→ **Your goal**: Below are lines of data; restate word for word those running from the line containing "Give an outline for every instance of the fence" to the line containing "Give an outline for every instance of the wooden", inclusive, and no others.

(Records from a collection)
* * *

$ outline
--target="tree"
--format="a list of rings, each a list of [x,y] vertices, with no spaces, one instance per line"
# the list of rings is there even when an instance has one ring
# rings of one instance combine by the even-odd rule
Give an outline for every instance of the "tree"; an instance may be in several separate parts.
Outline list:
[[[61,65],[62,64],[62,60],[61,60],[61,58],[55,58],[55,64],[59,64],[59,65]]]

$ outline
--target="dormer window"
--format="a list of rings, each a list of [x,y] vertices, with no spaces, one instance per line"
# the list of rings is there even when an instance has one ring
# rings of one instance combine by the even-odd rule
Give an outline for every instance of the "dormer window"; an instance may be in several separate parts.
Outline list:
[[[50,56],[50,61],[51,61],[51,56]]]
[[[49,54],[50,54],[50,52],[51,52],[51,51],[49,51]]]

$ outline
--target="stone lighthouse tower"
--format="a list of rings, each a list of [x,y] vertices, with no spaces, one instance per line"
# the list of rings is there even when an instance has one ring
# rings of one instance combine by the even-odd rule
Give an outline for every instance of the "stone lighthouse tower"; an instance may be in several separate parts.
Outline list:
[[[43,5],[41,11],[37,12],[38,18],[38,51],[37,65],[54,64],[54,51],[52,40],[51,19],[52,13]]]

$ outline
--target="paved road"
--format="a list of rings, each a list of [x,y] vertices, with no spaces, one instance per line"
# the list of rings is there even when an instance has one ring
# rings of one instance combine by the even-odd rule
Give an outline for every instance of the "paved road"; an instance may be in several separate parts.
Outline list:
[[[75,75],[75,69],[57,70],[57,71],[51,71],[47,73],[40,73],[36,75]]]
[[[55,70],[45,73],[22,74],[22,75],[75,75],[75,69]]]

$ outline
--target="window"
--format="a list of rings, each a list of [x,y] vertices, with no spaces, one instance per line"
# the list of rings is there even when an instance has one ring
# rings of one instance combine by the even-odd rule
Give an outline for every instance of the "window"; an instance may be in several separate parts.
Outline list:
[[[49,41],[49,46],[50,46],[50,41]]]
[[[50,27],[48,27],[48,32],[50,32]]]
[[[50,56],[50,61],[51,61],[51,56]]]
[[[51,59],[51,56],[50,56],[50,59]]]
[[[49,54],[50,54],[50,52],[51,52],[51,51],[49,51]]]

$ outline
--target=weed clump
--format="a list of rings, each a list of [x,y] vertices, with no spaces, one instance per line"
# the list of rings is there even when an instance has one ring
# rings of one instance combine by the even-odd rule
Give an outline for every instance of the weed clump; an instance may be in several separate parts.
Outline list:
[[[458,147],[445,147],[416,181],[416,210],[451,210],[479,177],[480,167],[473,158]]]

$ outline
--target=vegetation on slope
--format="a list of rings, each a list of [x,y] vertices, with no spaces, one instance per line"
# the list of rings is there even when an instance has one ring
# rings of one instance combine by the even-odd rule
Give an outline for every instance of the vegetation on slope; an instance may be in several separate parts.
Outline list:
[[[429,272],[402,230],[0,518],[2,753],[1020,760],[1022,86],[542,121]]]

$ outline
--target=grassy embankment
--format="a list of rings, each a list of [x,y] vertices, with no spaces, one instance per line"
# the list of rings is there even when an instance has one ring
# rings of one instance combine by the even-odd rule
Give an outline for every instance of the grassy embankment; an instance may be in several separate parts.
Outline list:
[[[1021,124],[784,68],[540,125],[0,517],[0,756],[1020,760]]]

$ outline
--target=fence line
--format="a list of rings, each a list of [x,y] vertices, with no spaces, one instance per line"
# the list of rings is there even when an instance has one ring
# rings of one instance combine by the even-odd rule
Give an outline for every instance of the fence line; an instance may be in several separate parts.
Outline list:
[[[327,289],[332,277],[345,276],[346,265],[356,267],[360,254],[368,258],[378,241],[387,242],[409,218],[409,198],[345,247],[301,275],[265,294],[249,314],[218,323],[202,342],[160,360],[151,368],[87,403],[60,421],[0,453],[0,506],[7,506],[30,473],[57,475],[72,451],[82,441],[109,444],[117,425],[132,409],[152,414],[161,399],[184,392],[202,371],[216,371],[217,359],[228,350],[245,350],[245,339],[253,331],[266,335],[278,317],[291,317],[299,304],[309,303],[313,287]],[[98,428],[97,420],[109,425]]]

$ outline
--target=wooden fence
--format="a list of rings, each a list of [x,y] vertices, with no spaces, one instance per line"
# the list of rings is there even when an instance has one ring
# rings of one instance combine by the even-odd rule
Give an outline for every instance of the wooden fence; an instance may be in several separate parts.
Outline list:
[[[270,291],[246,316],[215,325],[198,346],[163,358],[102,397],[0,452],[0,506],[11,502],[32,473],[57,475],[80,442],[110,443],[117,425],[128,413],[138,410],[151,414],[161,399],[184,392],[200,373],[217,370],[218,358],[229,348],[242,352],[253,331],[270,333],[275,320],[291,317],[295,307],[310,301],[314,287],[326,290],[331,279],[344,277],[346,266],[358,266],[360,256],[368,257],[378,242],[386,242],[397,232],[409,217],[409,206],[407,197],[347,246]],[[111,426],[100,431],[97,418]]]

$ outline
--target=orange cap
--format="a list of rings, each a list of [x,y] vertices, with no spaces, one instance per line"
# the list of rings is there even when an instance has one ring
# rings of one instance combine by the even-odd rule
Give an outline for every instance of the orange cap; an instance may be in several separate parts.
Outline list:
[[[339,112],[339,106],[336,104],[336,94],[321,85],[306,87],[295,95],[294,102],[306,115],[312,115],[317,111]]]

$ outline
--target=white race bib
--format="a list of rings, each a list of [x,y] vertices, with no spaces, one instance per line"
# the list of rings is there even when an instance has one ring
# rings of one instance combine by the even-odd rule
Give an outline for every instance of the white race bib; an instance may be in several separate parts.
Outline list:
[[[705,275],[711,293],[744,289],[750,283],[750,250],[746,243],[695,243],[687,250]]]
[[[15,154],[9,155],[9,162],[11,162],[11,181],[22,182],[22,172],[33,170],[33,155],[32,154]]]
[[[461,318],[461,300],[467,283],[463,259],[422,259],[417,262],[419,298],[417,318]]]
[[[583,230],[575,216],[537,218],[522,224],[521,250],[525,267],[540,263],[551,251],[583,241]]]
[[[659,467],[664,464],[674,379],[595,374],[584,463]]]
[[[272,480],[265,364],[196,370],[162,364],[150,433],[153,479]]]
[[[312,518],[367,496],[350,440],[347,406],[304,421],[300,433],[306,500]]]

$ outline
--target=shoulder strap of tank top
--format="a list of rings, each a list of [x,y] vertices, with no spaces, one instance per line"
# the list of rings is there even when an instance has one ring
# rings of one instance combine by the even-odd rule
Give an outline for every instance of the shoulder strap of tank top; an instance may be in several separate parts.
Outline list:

* * *

→ **Answer box**:
Give an outline for every instance of the fence line; an instance may be in several separate parts.
Outline list:
[[[327,289],[332,277],[345,276],[346,265],[356,267],[360,254],[368,258],[378,241],[387,242],[409,218],[409,198],[345,247],[301,275],[265,294],[249,314],[218,323],[202,342],[160,360],[151,368],[87,403],[60,421],[0,453],[0,506],[7,506],[30,473],[57,475],[72,451],[82,441],[109,444],[117,425],[132,409],[152,414],[161,399],[184,392],[202,371],[216,371],[217,359],[228,350],[245,350],[245,339],[253,331],[266,335],[278,317],[291,317],[299,304],[309,303],[313,287]],[[98,428],[97,420],[109,425]]]

$ outline
--target=wooden fence
--format="a list of rings, each a list of [x,y] vertices, with no spaces, one instance per line"
# the list of rings is there even when an instance has one ring
# rings of one instance combine by the even-odd rule
Give an outline for every instance of the wooden fence; an instance may be in several separate parts.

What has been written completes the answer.